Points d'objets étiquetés
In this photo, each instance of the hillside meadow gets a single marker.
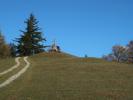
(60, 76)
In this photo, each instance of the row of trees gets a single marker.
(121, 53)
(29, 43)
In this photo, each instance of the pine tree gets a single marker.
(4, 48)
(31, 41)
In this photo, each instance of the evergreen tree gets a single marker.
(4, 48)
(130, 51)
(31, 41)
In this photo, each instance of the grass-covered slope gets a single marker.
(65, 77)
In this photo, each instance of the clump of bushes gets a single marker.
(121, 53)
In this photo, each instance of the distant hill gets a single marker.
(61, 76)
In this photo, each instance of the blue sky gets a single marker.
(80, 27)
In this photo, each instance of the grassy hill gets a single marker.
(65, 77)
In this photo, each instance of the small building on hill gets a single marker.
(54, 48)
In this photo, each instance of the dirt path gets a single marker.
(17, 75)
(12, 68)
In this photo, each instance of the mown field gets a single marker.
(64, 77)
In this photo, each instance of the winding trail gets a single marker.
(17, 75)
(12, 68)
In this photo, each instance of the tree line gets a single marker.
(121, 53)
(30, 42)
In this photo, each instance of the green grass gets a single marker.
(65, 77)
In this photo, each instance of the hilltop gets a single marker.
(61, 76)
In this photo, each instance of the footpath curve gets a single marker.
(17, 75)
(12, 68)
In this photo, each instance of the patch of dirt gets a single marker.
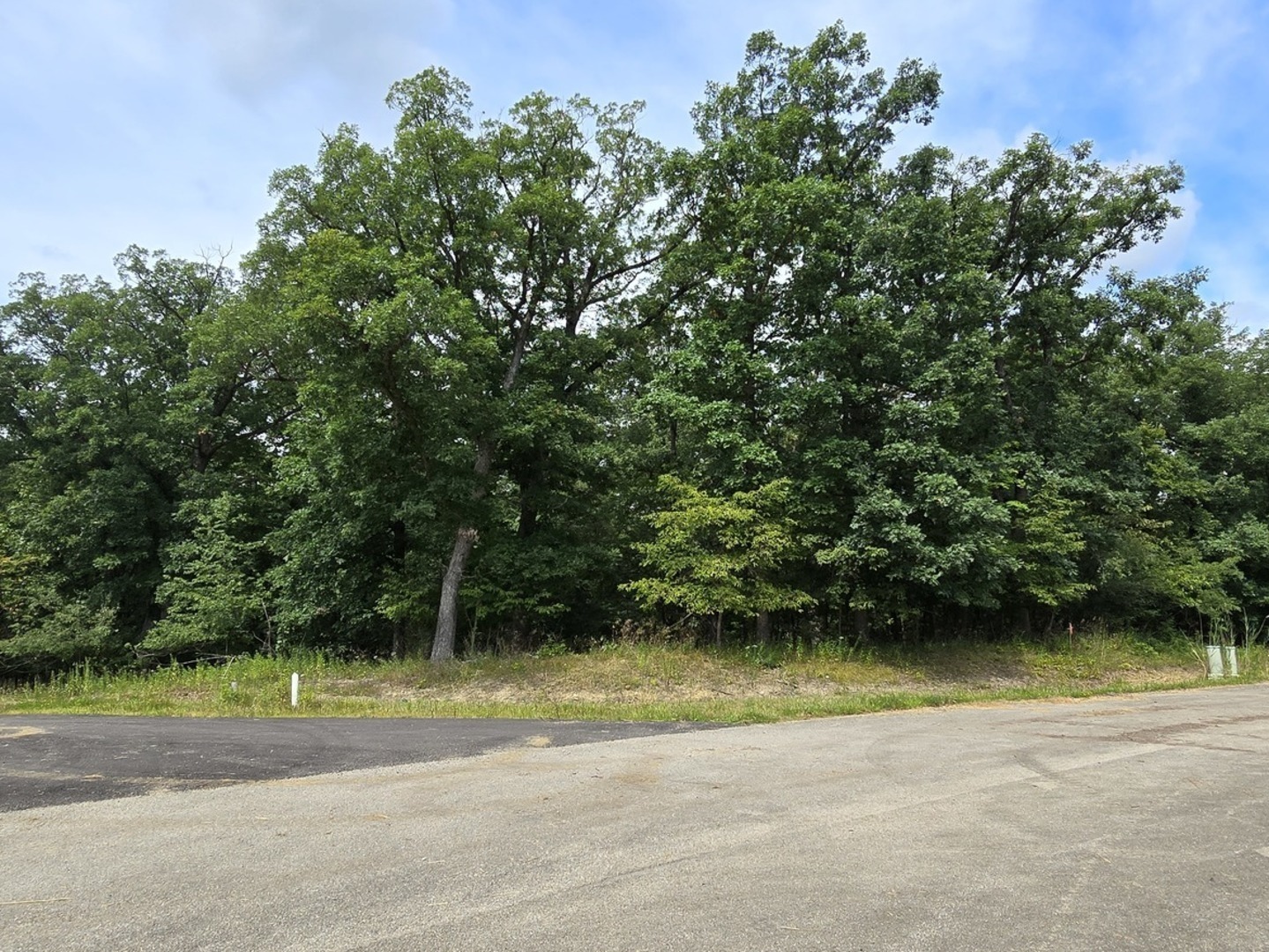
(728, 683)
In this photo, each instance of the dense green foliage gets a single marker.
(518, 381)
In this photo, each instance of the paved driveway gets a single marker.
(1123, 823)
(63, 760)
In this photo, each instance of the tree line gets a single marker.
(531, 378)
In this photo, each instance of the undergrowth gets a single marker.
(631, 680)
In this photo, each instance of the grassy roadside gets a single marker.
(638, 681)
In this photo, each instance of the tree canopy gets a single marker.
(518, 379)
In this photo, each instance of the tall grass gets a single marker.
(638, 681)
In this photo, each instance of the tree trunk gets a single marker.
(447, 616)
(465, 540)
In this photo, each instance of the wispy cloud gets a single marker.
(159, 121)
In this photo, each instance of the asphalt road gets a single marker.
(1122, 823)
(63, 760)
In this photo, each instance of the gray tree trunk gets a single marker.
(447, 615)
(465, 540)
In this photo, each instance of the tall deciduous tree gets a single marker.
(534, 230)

* * *

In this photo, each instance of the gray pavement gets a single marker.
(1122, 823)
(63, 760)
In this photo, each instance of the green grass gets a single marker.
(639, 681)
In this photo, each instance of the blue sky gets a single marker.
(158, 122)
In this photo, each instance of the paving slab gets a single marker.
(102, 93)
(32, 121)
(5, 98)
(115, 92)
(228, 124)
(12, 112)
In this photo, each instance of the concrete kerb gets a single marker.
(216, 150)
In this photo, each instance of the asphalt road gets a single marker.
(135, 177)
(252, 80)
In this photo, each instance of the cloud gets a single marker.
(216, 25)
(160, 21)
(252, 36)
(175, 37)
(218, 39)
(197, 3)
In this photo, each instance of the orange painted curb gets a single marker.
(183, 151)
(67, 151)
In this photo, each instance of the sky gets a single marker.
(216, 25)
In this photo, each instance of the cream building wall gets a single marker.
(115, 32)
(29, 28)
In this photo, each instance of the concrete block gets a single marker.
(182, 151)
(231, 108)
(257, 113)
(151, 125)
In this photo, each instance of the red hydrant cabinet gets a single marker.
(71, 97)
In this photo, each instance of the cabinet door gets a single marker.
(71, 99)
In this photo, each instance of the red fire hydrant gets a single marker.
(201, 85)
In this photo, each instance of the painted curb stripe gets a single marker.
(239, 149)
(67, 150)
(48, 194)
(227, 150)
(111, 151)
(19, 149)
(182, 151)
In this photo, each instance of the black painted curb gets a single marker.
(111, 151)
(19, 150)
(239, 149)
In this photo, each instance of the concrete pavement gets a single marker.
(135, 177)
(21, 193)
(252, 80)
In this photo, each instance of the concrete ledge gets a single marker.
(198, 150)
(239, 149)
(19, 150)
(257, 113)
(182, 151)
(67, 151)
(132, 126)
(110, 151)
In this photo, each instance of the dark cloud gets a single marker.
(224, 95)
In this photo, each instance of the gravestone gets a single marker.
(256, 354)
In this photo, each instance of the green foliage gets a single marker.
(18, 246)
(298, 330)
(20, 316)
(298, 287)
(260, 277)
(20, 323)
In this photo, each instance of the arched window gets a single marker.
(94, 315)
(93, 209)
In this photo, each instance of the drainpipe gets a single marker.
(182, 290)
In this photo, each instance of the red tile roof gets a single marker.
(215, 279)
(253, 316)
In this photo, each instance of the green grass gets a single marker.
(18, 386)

### Consigne
Sélectionnez toutes les lignes de la liste ci-dessus où figure le mot « concrete », en tenant compte des majuscules et des minuscules.

### Résultat
In this photo, each instance of the concrete kerb gets a single marker.
In this photo, each instance of the concrete block gets a single marker.
In this photo, each instance of the concrete pavement gets a single marker.
In this photo, each instance of the concrete ledge gets a single marker.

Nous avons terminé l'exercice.